I’m a fan of puzzles, complicated conversations, conundrums. With a good argument on the table (Plato or Aristotle? Beatles or Stones?) and a willing partner to argue with, you’ve got hours, if not a lifetime, of fun ahead of you.
Chris Brooks makes paintings that are not easy to like, which is, in part, why I love them. They relax me. They let my mind feel its own ’smartness’ even as they have the last word. “Ahh,” I think, rather naively. “Let me just look at this piece of visual noise; let me ‘worry’ it a bit.” Pretty soon, I can push and pull the various compositional elements. Some are just marks; some are illusion. Or are they? Labels don’t pertain here. A squirt of white spray paint — a bona-fine ‘mark,’ made with Brooks’ hand — is almost indistinguishable from the glare of a fluorescent light that’s in the room (you know, ‘real’ life). In another painting from the same series, there are two squirts of white paint that, to my mind’s eye, are ’supposed to be’ fluorescent lights. Now who’s smart? Not I. My mind just felt the need to label a white squiggle, which, ultimately, is nothing more than a white squiggle. Pretty silly.

※

= Task list =
A – In the passage about Chris Brooks's paintings, swap "puzzles" for "riddles" and write out the text starting with "I’m a fan of" and going on through "ahead of you.".
B – Say whether each statement agrees with the passage about Chris Brooks's paintings, answering yes or no and quoting the deciding words: (i) The writer finds Brooks's paintings relaxing. (ii) The white spray paint mark is easy to tell apart from the glare of the fluorescent light. (iii) Beatles versus Stones is given as an example of a good argument.
The records come from a separate source.

= Given data =
※

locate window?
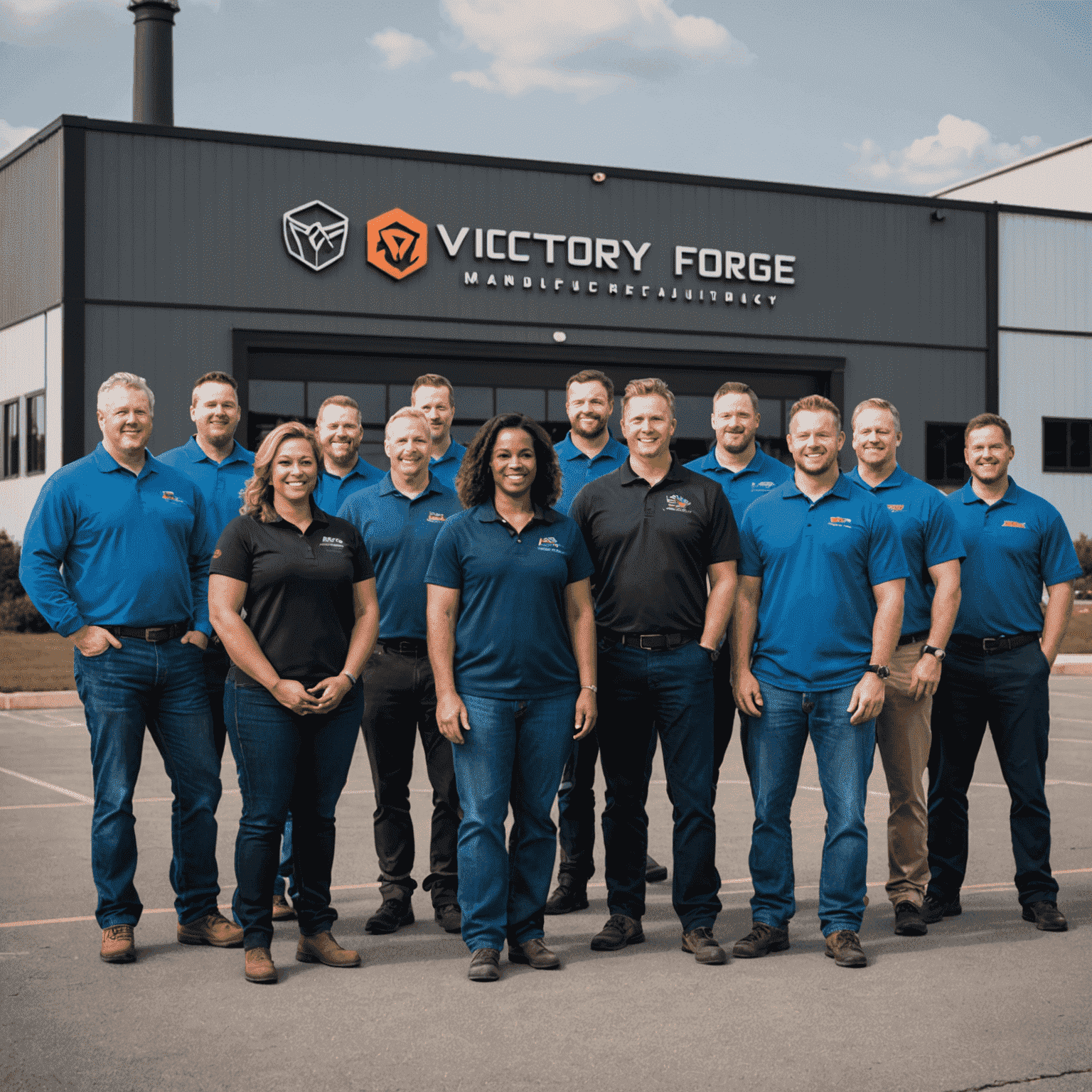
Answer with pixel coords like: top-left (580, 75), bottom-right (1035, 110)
top-left (4, 399), bottom-right (18, 477)
top-left (1043, 417), bottom-right (1092, 474)
top-left (925, 422), bottom-right (968, 486)
top-left (26, 391), bottom-right (46, 474)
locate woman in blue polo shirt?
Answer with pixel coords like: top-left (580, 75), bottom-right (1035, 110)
top-left (425, 414), bottom-right (596, 982)
top-left (208, 422), bottom-right (379, 983)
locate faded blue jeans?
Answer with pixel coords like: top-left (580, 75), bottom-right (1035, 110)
top-left (72, 636), bottom-right (220, 929)
top-left (746, 681), bottom-right (876, 937)
top-left (452, 690), bottom-right (578, 952)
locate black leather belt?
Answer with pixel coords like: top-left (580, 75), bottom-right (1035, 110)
top-left (100, 621), bottom-right (190, 644)
top-left (379, 639), bottom-right (428, 656)
top-left (599, 629), bottom-right (698, 651)
top-left (948, 632), bottom-right (1043, 656)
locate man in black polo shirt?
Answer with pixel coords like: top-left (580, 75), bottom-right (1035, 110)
top-left (569, 379), bottom-right (739, 963)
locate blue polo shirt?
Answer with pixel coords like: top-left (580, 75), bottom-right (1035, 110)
top-left (18, 444), bottom-right (216, 636)
top-left (686, 446), bottom-right (793, 526)
top-left (946, 476), bottom-right (1081, 638)
top-left (338, 473), bottom-right (463, 641)
top-left (425, 503), bottom-right (595, 700)
top-left (428, 440), bottom-right (466, 493)
top-left (739, 474), bottom-right (907, 691)
top-left (311, 459), bottom-right (383, 515)
top-left (845, 464), bottom-right (966, 633)
top-left (554, 429), bottom-right (629, 515)
top-left (155, 436), bottom-right (255, 538)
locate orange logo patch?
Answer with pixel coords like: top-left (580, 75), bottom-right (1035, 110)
top-left (368, 208), bottom-right (428, 281)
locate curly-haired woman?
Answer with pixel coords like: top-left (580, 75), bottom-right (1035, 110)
top-left (425, 414), bottom-right (596, 982)
top-left (208, 422), bottom-right (379, 983)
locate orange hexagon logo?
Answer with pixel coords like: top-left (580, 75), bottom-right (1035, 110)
top-left (368, 208), bottom-right (428, 281)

※

= Solved tasks =
A –
I’m a fan of riddles, complicated conversations, conundrums. With a good argument on the table (Plato or Aristotle? Beatles or Stones?) and a willing partner to argue with, you’ve got hours, if not a lifetime, of fun ahead of you.

B –
(i) Yes: "They relax me."
(ii) No: "is almost indistinguishable from the glare of a fluorescent light"
(iii) Yes: "(Plato or Aristotle? Beatles or Stones?)"